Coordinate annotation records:
=====

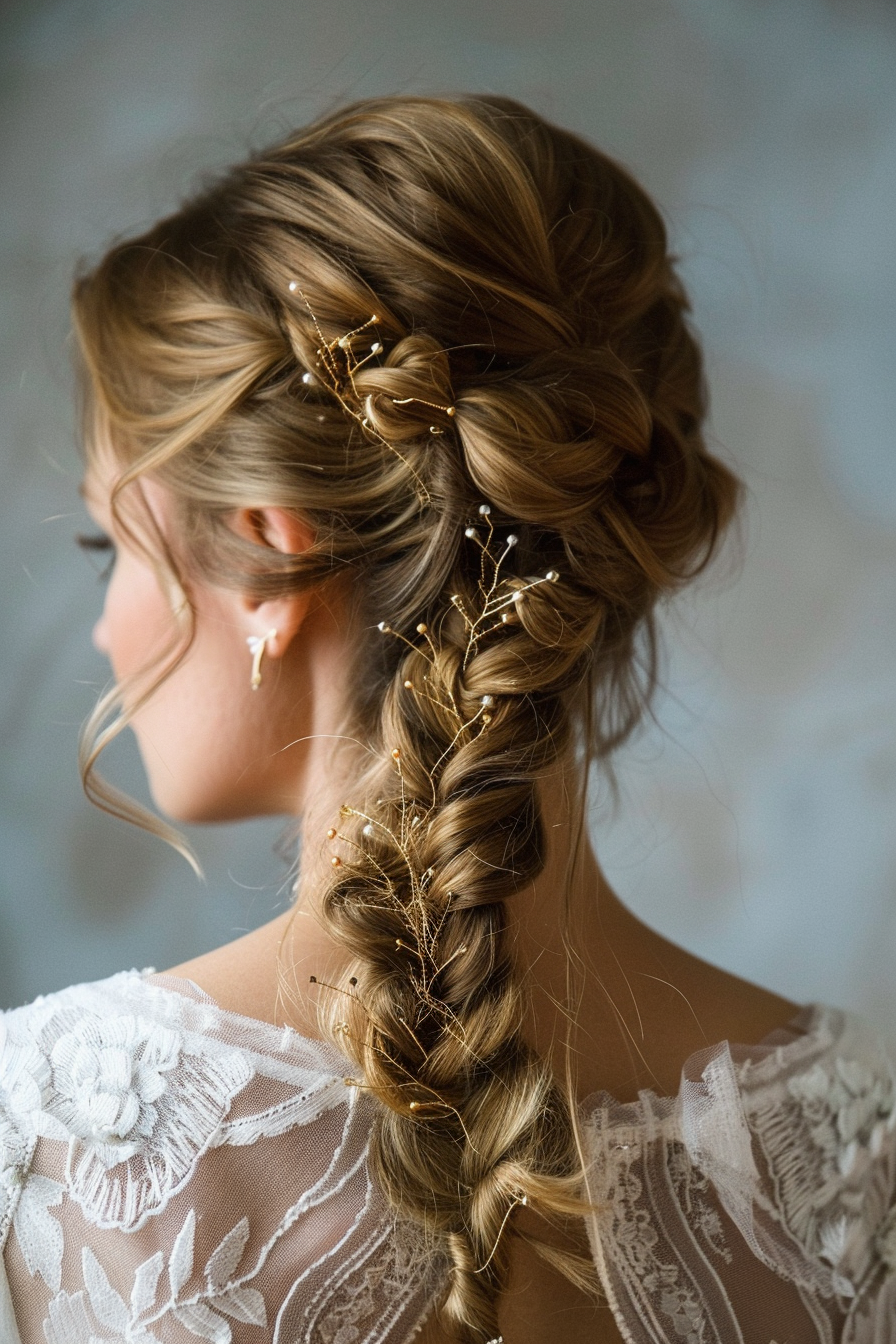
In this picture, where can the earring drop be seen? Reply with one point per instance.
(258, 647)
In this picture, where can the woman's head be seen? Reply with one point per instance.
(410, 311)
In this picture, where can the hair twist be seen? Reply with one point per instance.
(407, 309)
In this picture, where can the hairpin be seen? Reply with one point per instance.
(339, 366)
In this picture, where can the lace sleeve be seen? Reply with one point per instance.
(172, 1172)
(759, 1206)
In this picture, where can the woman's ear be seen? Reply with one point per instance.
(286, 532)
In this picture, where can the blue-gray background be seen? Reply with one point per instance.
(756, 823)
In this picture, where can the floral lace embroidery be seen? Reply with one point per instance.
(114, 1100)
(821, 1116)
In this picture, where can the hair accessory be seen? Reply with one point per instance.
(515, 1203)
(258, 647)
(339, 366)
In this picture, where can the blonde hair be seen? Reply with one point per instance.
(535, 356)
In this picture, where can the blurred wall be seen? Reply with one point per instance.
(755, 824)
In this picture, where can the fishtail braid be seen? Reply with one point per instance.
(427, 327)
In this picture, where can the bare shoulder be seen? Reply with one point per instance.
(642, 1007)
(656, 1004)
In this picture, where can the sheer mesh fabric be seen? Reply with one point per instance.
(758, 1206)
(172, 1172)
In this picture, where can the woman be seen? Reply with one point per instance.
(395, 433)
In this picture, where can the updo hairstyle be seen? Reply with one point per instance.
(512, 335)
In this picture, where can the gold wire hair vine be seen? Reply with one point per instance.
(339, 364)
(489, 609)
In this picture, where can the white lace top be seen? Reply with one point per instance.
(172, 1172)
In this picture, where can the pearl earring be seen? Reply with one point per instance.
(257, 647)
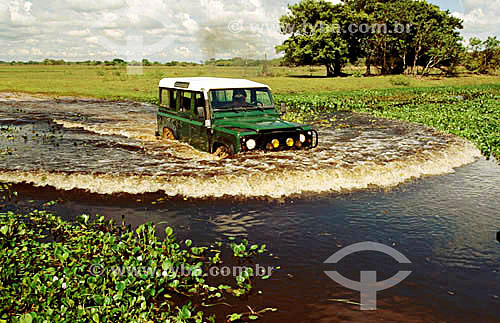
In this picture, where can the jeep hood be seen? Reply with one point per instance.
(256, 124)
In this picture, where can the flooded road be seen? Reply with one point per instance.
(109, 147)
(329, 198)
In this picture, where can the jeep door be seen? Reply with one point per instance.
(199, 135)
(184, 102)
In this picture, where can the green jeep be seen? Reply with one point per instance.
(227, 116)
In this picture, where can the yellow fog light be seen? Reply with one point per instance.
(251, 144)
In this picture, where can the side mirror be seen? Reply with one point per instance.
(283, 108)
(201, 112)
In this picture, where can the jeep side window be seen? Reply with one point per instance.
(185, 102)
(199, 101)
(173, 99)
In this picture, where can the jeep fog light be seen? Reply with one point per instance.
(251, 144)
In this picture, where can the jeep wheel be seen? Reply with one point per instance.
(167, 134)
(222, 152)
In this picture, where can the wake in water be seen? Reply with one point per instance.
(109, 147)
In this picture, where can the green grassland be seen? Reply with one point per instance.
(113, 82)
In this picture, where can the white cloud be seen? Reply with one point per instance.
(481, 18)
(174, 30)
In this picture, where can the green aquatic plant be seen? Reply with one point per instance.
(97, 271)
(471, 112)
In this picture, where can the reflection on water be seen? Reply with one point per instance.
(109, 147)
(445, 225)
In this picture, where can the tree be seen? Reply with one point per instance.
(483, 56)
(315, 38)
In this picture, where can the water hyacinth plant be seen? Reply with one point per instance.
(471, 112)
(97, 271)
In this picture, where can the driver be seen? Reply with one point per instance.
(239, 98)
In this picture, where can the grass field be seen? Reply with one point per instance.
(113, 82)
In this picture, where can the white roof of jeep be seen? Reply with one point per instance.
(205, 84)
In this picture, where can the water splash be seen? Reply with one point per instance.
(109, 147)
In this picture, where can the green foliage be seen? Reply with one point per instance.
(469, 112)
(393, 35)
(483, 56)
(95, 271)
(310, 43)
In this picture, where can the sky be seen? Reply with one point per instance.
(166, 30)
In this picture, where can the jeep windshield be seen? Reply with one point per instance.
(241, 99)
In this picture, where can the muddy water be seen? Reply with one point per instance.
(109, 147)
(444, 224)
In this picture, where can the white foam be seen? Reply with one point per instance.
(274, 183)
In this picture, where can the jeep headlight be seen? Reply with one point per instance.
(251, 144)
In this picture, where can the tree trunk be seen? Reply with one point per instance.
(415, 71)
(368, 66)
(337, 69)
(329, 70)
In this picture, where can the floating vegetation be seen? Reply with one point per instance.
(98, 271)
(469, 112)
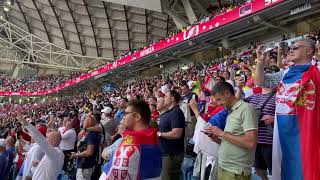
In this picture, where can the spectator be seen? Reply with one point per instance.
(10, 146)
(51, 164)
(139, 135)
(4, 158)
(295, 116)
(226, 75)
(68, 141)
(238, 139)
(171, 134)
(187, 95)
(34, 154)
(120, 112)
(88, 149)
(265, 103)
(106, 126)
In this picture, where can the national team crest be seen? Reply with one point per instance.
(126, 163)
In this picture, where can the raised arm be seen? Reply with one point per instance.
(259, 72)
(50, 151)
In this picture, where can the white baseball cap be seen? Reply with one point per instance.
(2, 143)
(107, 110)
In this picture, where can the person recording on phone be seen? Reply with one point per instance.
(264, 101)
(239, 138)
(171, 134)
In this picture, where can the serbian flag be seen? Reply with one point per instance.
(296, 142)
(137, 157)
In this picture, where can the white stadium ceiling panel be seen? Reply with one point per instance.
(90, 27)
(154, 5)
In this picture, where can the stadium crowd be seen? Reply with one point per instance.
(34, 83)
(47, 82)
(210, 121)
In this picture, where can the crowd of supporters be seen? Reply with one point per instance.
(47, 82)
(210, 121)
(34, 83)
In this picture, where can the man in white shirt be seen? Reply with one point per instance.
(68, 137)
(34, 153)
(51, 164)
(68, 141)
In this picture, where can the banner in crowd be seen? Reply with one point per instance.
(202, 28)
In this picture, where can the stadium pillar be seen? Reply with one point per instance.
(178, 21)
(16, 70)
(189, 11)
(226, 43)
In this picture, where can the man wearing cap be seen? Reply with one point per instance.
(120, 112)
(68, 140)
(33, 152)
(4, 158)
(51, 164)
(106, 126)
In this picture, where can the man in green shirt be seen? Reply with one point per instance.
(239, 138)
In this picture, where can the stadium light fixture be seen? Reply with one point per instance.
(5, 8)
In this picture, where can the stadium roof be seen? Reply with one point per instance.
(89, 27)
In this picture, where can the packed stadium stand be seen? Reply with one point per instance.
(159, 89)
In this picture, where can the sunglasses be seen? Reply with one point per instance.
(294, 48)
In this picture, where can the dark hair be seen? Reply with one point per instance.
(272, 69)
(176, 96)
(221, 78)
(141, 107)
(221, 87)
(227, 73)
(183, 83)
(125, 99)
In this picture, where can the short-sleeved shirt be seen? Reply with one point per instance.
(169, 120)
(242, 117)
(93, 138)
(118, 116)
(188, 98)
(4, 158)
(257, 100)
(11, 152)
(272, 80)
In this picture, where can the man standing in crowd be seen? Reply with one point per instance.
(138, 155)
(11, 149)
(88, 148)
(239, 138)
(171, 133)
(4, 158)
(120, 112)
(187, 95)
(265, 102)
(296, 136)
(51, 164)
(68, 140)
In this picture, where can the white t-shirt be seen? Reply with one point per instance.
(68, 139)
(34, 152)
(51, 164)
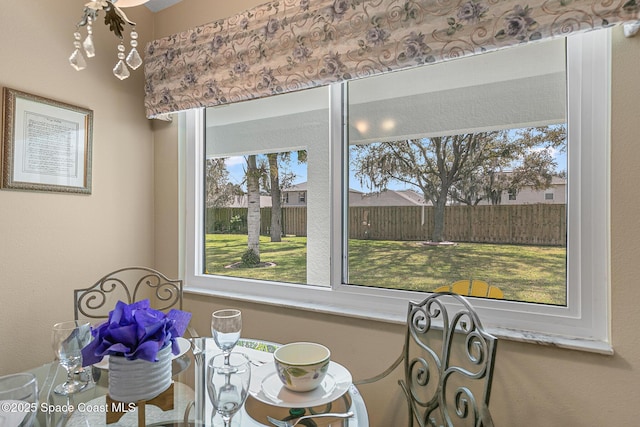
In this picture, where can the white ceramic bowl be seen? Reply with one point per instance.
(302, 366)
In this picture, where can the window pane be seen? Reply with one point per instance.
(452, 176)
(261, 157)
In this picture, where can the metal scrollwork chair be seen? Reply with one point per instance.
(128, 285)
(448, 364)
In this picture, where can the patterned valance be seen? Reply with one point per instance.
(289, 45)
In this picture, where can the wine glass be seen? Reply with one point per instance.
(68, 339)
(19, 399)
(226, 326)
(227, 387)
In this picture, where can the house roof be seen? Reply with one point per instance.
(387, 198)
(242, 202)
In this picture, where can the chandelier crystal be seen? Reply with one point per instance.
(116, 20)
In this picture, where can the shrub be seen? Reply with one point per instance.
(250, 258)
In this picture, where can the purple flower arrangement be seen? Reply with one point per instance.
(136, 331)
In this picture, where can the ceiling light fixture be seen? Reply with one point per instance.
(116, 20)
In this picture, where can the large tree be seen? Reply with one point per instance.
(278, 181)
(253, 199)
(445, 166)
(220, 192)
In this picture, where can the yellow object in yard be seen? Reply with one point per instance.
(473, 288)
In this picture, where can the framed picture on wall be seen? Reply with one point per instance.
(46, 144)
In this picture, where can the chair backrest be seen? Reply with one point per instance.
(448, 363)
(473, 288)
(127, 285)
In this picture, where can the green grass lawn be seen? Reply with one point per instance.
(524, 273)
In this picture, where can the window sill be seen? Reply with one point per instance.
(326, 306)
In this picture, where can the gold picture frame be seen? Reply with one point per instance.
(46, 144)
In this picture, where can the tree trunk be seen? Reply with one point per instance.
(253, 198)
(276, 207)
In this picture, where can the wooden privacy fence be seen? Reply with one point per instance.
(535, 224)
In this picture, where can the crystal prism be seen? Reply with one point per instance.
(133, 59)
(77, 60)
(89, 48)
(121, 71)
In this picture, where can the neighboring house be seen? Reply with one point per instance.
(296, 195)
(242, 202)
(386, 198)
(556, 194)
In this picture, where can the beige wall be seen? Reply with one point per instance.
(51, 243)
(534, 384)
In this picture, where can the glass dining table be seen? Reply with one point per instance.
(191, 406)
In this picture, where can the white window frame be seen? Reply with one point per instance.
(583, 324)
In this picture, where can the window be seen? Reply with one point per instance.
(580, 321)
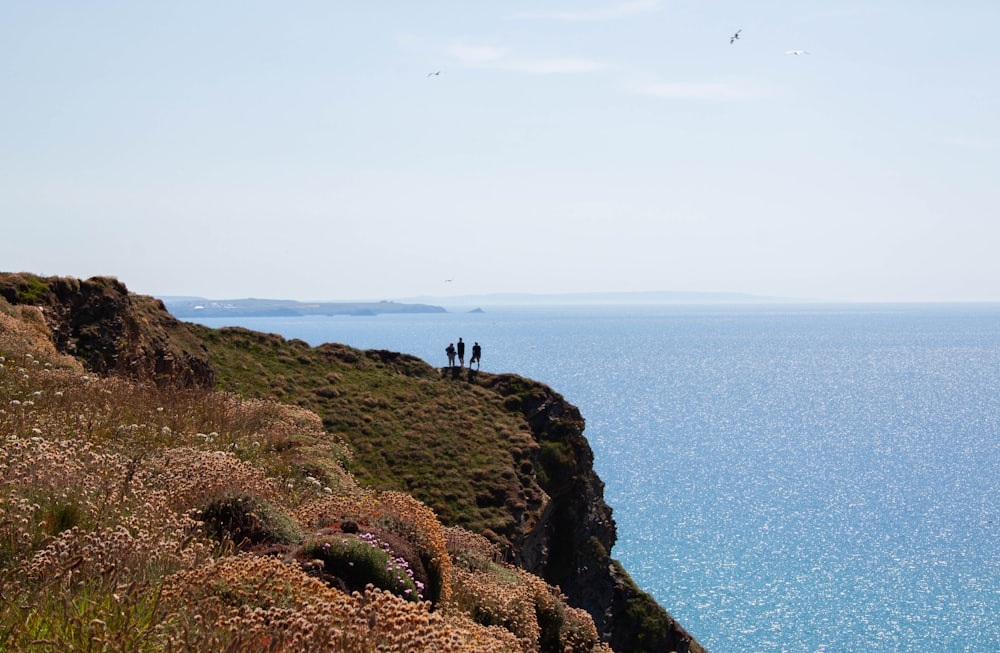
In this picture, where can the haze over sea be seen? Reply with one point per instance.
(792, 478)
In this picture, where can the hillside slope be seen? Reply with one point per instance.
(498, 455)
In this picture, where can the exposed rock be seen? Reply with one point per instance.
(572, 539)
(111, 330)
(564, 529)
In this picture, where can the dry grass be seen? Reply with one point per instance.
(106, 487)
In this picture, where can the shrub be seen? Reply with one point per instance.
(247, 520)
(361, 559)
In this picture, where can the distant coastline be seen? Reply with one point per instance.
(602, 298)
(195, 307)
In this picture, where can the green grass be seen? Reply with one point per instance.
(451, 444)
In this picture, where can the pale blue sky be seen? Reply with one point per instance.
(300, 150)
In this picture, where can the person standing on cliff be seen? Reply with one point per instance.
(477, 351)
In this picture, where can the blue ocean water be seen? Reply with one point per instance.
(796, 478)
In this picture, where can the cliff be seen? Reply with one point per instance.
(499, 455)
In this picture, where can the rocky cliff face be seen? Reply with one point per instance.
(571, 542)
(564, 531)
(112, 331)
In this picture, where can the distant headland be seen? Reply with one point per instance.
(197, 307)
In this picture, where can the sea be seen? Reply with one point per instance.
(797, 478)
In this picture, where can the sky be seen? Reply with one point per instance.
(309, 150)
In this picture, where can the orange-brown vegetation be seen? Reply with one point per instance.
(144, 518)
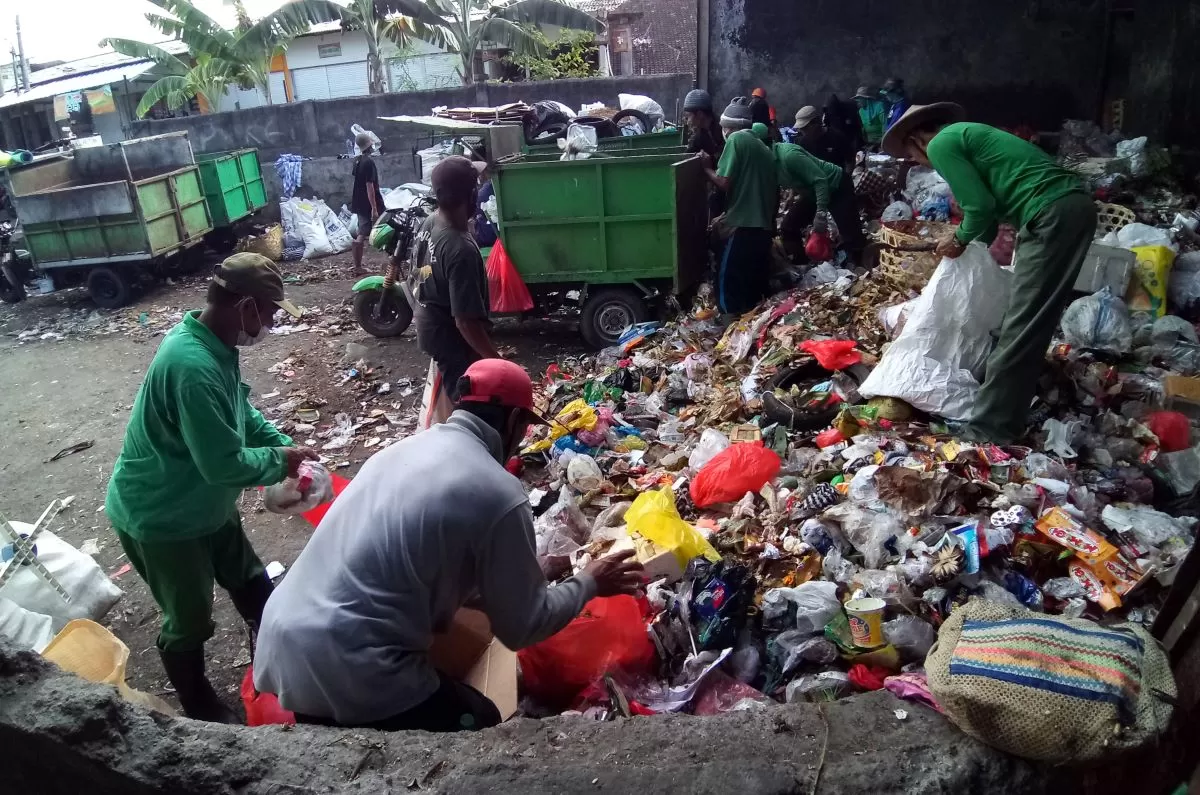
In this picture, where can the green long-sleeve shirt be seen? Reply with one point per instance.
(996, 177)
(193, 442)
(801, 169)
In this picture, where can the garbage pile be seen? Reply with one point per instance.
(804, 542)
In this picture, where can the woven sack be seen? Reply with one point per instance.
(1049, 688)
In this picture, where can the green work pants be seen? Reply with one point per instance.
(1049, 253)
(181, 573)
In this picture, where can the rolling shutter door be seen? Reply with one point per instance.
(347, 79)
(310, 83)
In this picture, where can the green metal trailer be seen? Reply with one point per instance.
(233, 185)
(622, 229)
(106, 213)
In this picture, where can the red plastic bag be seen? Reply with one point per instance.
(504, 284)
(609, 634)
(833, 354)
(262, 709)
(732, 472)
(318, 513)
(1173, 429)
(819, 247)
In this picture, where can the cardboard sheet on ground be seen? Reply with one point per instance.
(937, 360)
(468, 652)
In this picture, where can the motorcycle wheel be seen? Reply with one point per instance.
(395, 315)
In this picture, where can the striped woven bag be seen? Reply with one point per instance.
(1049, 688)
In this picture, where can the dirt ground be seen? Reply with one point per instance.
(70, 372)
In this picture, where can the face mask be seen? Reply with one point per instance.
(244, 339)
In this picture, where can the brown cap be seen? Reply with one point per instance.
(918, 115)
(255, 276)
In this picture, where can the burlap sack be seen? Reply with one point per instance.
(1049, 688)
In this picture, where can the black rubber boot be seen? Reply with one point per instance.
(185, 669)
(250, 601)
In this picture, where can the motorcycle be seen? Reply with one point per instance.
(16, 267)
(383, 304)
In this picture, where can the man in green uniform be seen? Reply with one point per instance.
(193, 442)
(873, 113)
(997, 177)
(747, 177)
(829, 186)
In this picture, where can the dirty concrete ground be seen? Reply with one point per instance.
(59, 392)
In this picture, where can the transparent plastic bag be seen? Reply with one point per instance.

=====

Repeat exactly the lines starting at the line with "In this picture, where can the red" and ending with the final line of the entries. Include nothing else.

In this picture, where can the red plastic bag be seen? Reply with one point per instance.
(504, 284)
(609, 634)
(833, 354)
(262, 709)
(732, 472)
(318, 513)
(1173, 429)
(819, 247)
In this picture, where can the cardboard sheet on ground be seen? Reply with one point per instance.
(937, 360)
(468, 652)
In this picture, where can the motorcycle wheel be seen? Reply with one point per instance.
(395, 315)
In this picture, where can the striped woven bag be seen? Reply with one point per instance.
(1049, 688)
In this picture, where can the dirt ground be seen? Reply with one point per instance.
(70, 372)
In this picture, where can the face mask be seen? Reply with one point per instance.
(244, 339)
In this picture, where can the brown cap be seen? Reply with one point per instance.
(918, 115)
(255, 276)
In this picture, where can the burlap sack be seen? Reply with one point per instance.
(1049, 688)
In this picture, where can the black rubber boot be seen? Reply with one point per instance.
(185, 669)
(250, 601)
In this picture, where can the motorcycle be seen? Reply with one point per instance.
(16, 267)
(383, 304)
In this picture, where can the man in green uniform be seen? Reply with one point per instance.
(193, 442)
(873, 113)
(997, 177)
(747, 177)
(829, 186)
In this picture, where can the dirty concrete ground be seen? Reply with one point per instance.
(59, 392)
In this picture, where can the transparent plastic bag be seen? Reply with one point per instance.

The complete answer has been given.